Quoted passage -
------------
Improper Neutralization of Directives in Dynamically Evaluated Code ('Eval Injection')

Variant
Incomplete

Description

The product receives input from an upstream component, but it does not neutralize or incorrectly neutralizes code syntax before using the input in a dynamic evaluation call (e.g. "eval").

Common Consequences

Scope

Confidentiality

Impact

Read Files or Directories, Read Application Data

Scope

Access Control

Impact

Bypass Protection Mechanism

Scope

Access Control

Impact

Gain Privileges or Assume Identity

Scope

Integrity
Confidentiality
Availability
Other

Impact

Execute Unauthorized Code or Commands

Scope

Non-Repudiation

Impact

Hide Activities

Potential Mitigations

Architecture and Design
Implementation

If possible, refactor your code so that it does not need to use eval() at all.

Implementation

Assume all input is malicious. Use an "accept known good" input validation strategy, i.e., use a list of acceptable inputs that strictly conform to specifications. Reject any input that does not strictly conform to specifications, or transform it into something that does. When performing input validation, consider all potentially relevant properties, including length, type of input, the full range of acceptable values, missing or extra inputs, syntax, consistency across related fields, and conformance to business rules. As an example of business rule logic, "boat" may be syntactically valid because it only contains alphanumeric characters, but it is not valid if the input is only expected to contain colors such as "red" or "blue." Do not rely exclusively on looking for malicious or malformed inputs. This is likely to miss at least one undesirable input, especially if the code's environment changes. This can give attackers enough room to bypass the intended validation. However, denylists can be useful for detecting potential attacks or determining which inputs are so malformed that they should be rejected outright.
------------
Data records -
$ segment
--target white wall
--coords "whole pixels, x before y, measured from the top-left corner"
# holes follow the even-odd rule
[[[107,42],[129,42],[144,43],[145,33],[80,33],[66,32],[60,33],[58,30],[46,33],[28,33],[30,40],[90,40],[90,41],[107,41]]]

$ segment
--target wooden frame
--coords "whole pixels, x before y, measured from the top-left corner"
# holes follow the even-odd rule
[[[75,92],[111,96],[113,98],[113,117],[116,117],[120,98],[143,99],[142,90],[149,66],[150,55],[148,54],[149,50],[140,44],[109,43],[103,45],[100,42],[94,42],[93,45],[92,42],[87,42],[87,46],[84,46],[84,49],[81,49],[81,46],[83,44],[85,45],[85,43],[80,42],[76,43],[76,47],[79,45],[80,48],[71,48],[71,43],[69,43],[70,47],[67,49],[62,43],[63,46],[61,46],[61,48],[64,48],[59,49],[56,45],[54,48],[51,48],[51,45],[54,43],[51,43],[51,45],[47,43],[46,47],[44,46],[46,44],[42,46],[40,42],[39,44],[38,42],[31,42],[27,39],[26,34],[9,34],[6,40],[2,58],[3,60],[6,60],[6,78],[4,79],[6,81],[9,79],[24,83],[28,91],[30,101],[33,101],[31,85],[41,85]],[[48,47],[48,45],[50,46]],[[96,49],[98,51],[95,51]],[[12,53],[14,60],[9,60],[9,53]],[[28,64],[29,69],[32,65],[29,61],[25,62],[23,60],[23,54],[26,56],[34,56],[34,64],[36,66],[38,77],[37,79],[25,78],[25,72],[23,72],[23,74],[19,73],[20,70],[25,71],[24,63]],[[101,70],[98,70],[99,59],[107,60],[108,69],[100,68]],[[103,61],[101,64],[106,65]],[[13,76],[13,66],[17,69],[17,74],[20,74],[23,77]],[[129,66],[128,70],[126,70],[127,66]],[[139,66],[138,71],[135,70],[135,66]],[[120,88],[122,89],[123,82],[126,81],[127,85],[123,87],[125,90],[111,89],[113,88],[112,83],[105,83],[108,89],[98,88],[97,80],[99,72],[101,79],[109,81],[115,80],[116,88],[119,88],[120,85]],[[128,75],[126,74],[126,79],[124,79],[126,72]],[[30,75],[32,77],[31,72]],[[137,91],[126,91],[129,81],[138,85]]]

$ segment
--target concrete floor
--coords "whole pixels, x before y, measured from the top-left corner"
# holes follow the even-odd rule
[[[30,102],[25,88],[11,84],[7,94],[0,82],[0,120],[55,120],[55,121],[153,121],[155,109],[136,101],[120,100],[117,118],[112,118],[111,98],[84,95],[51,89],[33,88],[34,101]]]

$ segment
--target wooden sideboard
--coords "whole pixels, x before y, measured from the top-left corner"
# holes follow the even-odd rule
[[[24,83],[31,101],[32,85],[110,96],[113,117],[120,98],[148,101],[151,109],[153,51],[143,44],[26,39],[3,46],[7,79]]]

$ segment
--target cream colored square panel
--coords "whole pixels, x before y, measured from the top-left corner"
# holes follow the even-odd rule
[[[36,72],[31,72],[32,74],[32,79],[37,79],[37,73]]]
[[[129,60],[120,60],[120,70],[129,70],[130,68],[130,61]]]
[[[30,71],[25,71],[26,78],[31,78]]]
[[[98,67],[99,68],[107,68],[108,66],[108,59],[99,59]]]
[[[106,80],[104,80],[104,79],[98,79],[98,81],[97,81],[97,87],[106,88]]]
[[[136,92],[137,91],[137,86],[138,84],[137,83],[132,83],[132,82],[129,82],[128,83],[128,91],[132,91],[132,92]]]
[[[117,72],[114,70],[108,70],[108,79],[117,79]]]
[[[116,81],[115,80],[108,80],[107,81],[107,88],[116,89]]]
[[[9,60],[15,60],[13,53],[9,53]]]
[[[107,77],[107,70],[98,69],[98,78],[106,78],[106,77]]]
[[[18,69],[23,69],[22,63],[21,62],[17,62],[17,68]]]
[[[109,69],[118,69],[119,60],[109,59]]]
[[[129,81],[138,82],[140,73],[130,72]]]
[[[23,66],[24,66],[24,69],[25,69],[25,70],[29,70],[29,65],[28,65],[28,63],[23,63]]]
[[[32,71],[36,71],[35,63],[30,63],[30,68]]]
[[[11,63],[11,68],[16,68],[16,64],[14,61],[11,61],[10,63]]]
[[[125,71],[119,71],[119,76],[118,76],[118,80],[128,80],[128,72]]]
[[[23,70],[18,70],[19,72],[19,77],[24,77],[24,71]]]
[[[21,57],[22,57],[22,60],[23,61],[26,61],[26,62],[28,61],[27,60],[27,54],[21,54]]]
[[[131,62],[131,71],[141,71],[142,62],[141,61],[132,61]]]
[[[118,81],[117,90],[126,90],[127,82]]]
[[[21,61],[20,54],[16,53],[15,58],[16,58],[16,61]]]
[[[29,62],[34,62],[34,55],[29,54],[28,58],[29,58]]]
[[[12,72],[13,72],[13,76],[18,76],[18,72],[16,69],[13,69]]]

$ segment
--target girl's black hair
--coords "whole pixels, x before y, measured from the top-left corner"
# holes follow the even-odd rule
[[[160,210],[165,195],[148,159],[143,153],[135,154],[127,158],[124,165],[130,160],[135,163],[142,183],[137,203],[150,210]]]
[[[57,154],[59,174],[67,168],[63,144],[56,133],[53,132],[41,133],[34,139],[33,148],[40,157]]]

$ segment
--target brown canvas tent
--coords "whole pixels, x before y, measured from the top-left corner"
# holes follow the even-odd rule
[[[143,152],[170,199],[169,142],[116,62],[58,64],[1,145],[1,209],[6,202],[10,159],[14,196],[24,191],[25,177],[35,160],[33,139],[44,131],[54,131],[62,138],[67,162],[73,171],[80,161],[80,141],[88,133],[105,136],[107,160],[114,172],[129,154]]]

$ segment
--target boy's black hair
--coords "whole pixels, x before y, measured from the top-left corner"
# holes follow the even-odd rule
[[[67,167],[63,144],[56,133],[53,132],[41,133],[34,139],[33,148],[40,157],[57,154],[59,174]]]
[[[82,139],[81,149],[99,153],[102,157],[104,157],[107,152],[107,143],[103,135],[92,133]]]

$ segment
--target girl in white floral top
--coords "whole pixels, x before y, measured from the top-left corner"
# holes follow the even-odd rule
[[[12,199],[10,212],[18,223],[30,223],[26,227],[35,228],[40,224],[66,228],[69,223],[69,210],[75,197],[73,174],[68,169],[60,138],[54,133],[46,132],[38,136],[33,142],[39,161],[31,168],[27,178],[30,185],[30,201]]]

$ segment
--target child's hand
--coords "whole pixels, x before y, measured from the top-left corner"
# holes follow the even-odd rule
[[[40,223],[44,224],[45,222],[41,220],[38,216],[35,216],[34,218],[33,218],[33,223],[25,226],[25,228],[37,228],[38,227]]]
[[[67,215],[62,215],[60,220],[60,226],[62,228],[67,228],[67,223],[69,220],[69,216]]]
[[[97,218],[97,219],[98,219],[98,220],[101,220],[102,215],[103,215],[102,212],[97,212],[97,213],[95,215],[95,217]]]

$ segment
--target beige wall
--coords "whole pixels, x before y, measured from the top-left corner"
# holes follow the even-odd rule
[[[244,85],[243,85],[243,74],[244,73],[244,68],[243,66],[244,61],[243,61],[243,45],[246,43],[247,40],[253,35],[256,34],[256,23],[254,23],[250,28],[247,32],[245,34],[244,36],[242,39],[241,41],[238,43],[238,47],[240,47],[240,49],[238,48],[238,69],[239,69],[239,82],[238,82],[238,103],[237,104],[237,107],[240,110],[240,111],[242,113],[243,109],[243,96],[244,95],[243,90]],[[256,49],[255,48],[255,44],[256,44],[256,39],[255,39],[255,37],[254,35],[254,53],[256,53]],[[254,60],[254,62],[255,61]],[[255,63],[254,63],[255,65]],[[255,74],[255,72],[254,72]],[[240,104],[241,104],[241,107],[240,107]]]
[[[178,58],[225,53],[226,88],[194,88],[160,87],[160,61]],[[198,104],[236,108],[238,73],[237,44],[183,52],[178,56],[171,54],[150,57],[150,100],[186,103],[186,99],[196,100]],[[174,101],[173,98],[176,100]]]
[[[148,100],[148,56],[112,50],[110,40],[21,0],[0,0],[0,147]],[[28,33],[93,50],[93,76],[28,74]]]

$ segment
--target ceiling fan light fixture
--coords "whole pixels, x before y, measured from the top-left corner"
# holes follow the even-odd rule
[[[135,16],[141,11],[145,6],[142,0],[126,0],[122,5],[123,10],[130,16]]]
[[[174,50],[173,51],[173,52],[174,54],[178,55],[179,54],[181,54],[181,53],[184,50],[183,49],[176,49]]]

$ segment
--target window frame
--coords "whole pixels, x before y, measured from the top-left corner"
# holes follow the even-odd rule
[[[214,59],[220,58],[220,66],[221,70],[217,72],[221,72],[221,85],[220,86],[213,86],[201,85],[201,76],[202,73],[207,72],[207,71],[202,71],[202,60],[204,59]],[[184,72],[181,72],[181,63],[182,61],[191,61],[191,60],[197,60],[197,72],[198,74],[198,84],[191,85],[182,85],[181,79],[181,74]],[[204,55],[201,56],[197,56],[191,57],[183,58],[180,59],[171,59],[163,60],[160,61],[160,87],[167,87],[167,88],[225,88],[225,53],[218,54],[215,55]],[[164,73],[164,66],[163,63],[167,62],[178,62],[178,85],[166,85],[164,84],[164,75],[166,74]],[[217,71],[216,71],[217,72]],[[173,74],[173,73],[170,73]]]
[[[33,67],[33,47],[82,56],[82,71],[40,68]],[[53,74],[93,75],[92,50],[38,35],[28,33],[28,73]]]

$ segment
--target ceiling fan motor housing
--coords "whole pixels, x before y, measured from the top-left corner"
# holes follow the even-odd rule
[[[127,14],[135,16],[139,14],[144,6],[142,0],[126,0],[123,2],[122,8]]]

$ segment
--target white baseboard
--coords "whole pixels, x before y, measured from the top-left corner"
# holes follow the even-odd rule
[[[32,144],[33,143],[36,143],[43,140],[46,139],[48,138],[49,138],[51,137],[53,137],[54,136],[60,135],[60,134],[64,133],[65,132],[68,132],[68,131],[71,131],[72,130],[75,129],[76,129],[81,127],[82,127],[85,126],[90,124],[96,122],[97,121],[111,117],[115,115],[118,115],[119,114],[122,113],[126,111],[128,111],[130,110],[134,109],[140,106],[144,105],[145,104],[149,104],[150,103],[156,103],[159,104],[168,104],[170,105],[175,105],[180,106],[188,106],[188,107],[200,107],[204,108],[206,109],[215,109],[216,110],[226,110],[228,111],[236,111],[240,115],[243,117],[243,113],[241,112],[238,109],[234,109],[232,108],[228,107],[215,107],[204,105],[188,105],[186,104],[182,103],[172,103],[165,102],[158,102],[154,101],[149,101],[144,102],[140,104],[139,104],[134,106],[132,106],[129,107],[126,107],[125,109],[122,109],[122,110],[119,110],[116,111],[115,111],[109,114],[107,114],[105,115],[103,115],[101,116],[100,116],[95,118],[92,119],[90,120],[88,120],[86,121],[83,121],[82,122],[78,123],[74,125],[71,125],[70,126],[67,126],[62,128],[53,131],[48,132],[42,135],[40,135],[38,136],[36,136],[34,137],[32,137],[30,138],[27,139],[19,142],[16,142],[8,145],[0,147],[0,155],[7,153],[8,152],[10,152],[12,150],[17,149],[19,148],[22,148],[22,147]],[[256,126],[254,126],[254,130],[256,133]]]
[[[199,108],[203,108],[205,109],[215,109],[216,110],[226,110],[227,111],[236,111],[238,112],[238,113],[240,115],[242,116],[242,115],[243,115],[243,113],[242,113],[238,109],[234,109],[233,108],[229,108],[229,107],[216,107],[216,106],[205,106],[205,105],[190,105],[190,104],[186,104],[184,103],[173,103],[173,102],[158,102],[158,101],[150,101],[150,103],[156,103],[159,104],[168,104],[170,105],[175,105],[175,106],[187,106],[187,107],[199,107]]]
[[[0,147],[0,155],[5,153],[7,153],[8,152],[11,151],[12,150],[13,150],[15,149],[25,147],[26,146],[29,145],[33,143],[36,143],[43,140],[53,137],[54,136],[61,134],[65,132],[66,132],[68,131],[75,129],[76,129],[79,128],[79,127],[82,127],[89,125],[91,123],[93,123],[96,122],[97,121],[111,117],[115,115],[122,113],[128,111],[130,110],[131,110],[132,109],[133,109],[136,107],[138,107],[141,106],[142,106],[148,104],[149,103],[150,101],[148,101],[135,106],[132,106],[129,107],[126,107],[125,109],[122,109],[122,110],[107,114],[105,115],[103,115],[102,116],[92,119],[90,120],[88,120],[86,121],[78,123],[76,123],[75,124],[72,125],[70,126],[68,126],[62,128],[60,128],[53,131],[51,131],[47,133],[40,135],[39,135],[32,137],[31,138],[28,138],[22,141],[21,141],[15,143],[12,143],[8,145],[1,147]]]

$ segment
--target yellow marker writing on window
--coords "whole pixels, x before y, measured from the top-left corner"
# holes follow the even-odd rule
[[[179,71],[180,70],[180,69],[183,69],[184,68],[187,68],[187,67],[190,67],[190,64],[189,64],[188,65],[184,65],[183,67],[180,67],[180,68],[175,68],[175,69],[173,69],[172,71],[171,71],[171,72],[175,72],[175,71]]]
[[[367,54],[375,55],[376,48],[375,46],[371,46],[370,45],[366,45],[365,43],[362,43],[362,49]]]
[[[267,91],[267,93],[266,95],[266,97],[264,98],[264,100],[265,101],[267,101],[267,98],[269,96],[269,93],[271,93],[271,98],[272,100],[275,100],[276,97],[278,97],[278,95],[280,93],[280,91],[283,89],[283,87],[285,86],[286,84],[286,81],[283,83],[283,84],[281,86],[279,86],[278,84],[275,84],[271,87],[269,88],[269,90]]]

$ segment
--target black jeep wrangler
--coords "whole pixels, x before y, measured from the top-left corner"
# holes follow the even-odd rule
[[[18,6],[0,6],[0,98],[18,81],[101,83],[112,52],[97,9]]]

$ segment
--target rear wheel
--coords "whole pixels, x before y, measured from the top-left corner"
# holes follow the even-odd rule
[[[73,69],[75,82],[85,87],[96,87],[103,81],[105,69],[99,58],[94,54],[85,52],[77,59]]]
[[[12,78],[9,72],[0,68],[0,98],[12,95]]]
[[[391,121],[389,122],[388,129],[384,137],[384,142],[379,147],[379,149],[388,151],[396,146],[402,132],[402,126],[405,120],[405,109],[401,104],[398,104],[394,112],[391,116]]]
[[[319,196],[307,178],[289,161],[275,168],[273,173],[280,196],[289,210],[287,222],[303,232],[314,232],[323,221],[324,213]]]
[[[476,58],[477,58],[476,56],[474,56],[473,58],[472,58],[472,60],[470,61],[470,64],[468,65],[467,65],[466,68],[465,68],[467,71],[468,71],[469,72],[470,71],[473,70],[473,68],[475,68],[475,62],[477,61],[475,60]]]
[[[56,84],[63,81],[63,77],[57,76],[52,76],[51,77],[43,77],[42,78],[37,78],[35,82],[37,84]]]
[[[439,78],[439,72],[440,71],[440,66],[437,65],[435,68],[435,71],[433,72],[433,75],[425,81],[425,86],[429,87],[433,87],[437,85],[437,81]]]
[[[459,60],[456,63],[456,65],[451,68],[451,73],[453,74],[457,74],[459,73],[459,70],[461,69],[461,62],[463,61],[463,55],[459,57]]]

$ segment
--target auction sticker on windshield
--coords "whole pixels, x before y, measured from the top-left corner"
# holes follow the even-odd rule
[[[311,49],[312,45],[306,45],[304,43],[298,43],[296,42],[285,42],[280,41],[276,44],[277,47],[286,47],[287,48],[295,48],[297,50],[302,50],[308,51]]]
------------
Problems -
1. Reproduce the part of the eval injection description that begins at the words "Hide Activities" and stops after the words "eval() at all.", substituting "rewrite" for "refactor".
2. Resume the eval injection description after its final sentence and continue it.
The entries bear no relation to the eval injection description.

Answers to the exercise -
1.
Hide Activities

Potential Mitigations

Architecture and Design
Implementation

If possible, rewrite your code so that it does not need to use eval() at all.

2.
Implementation

Inputs should be decoded and canonicalized to the application's current internal representation before being validated (CWE-180, CWE-181). Make sure that your application does not inadvertently decode the same input twice (CWE-174). Such errors could be used to bypass allowlist schemes by introducing dangerous inputs after they have been checked. Use libraries such as the OWASP ESAPI Canonicalization control. Consider performing repeated canonicalization until your input does not change any more. This will avoid double-decoding and similar scenarios, but it might inadvertently modify inputs that are allowed to contain properly-encoded dangerous content.

Implementation

For Python programs, it is frequently encouraged to use the ast.literal_eval() function instead of eval, since it is intentionally designed to avoid executing code. However, an adversary could still cause excessive memory or stack consumption via deeply nested structures [REF-1372], so the python documentation discourages use of ast.literal_eval() on untrusted data [REF-1373].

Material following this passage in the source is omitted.